Records for this exercise below:

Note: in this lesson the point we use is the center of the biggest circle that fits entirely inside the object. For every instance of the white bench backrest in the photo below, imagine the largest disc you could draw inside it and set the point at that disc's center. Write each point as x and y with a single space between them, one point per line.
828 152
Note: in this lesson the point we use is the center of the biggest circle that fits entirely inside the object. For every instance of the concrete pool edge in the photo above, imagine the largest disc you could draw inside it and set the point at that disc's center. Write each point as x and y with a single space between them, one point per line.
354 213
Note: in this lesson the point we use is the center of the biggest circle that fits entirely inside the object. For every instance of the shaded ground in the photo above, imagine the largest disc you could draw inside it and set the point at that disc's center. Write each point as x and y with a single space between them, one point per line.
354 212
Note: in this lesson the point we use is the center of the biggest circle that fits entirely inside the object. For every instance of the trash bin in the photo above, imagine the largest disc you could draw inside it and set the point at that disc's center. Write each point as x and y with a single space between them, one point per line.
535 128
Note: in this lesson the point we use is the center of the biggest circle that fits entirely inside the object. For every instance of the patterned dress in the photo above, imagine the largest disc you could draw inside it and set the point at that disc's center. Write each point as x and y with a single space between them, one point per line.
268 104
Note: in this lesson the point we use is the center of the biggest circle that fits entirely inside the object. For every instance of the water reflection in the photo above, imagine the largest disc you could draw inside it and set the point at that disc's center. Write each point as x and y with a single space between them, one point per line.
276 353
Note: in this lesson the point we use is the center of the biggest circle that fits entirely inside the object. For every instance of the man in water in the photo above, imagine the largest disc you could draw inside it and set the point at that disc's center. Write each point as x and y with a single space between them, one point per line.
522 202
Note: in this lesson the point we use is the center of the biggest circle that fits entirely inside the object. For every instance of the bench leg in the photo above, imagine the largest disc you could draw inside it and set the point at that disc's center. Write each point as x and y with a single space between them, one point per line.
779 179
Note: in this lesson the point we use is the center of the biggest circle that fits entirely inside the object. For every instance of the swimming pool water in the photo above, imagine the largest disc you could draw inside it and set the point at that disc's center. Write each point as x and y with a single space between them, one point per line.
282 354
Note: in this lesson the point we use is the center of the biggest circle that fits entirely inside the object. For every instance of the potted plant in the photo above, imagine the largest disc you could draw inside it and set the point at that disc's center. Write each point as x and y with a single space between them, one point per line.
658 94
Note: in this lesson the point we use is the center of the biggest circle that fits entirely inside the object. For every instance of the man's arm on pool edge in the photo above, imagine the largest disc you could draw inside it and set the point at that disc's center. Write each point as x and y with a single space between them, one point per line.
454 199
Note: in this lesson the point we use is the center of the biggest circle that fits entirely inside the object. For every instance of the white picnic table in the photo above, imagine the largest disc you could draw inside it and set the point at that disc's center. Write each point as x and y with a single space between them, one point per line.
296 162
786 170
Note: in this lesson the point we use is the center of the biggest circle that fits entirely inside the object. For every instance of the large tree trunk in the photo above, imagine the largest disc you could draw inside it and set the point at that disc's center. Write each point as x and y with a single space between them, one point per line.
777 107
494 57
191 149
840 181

End of Records for this exercise.

Only these lines should appear in the reply: the one containing "of the large", the last line of the data, and all lines between them, each copied exactly.

Note: in this lesson the point we use is the center of the biggest circle that fits entirely inside the object. For every instance of the large tree trunk in the photo above, imagine the largest disc you could draw inside it and set the point at that disc's center. Write each point as x and y with a single space between them, one point per line.
777 107
494 57
191 149
840 181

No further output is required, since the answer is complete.